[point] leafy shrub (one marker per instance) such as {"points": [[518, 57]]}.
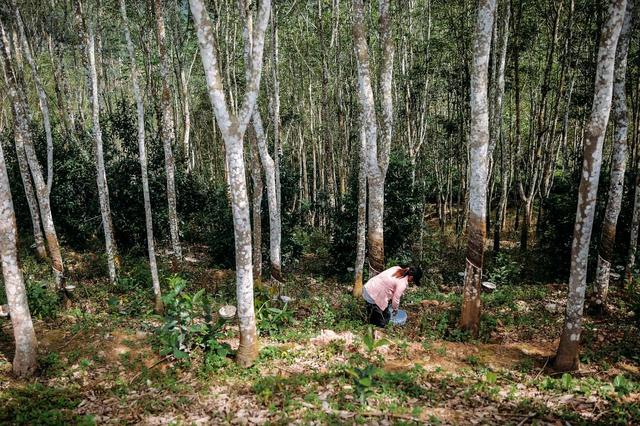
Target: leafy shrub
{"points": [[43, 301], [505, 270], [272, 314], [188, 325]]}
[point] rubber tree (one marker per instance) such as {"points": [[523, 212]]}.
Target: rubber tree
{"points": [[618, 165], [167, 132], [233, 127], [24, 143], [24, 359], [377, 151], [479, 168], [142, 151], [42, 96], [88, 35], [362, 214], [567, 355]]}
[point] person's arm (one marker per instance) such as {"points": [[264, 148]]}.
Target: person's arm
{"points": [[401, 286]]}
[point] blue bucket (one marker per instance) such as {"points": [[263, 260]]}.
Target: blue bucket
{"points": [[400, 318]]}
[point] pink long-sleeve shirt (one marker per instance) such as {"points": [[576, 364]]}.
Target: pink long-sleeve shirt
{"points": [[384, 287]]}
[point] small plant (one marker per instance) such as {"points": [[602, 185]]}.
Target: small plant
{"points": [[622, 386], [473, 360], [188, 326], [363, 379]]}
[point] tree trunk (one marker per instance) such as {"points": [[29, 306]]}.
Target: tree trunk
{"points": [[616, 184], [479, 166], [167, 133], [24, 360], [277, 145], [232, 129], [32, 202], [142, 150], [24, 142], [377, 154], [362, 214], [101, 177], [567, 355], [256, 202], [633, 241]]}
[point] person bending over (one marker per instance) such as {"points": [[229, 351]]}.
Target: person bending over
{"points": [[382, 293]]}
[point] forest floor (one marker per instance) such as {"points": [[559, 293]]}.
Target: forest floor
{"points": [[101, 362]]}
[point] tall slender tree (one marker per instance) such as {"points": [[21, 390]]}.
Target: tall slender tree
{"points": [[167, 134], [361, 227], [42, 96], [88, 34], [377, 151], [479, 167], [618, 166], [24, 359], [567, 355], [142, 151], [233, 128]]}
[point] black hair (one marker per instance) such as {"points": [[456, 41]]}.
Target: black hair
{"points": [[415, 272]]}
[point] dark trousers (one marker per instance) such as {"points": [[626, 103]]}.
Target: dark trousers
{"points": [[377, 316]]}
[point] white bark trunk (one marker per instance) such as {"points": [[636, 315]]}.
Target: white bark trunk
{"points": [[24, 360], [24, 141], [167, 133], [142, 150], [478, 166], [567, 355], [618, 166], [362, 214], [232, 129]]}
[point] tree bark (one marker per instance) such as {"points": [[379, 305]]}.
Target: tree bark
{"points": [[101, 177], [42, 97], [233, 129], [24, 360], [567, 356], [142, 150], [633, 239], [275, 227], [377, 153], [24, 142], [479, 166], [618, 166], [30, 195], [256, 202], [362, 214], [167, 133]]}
--
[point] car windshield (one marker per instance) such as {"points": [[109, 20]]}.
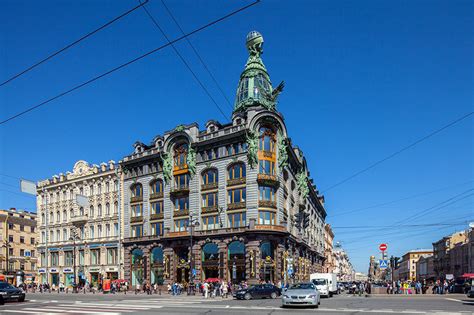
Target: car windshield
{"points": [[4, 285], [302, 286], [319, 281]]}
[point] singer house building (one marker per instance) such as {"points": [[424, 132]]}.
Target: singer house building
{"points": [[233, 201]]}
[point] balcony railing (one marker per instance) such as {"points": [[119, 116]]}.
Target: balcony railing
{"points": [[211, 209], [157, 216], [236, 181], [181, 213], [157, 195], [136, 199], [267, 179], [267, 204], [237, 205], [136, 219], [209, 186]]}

What to produce | Extract every line of the data above that contains the string "bark", treating uppercase and lowercase letters as different.

The response |
[point] white bark trunk (one marker per instance) such as {"points": [[636, 315]]}.
Target: white bark trunk
[point] tree bark (one marker per instance) such as {"points": [[379, 305]]}.
Target: tree bark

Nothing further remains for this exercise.